▶ _Obiettivo dell'esercizio_: Trascrivi per favore per intero, parola per parola, l'intervista sul percorso di formazione nella conservazione del lupo.

▶ _Testo mostrato_:
____

Qual è il percorso di formazione di una figura come la tua in Italia?
Ho fatto i primi tre anni in Scienze Naturali a Bologna, ho preso poi una laurea magistrale in Conservazione del Patrimonio Naturale a indirizzo terrestre. L’argomento della mia tesi è stato il monitoraggio del lupo nel Parco Nazionale delle Foreste Casentinesi. Visto che la mia formazione non mi sembrava completa ho deciso quindi di fare un master di secondo livello a La Sapienza di Roma. Il direttore allora era Luigi Boitani, una delle figure più famose e influenti al mondo per quanto riguarda la conservazione del lupo. È grazie al suo lavoro che il lupo è diventato una specie protetta. Boitani è considerato, anche internazionalmente, un luminare. Ho studiato con lui; da lì ho poi cominciato a lavorare nei parchi italiani.
Tu sei stata a stretto contatto con la natura dell’Appennino tosco-emiliano. Com’è questa Italia?

____

▶ _Materiale_:

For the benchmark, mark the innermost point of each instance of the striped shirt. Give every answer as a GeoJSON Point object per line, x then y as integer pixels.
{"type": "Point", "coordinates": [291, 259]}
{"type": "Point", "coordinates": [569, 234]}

____

▶ _Risposta_:
Qual è il percorso di formazione di una figura come la tua in Italia?
Ho fatto i primi tre anni in Scienze Naturali a Bologna, ho preso poi una laurea magistrale in Conservazione del Patrimonio Naturale a indirizzo terrestre. L’argomento della mia tesi è stato il monitoraggio del lupo nel Parco Nazionale delle Foreste Casentinesi. Visto che la mia formazione non mi sembrava completa ho deciso quindi di fare un master di secondo livello a La Sapienza di Roma. Il direttore allora era Luigi Boitani, una delle figure più famose e influenti al mondo per quanto riguarda la conservazione del lupo. È grazie al suo lavoro che il lupo è diventato una specie protetta. Boitani è considerato, anche internazionalmente, un luminare. Ho studiato con lui; da lì ho poi cominciato a lavorare nei parchi italiani.
Tu sei stata a stretto contatto con la natura dell’Appennino tosco-emiliano. Com’è questa Italia?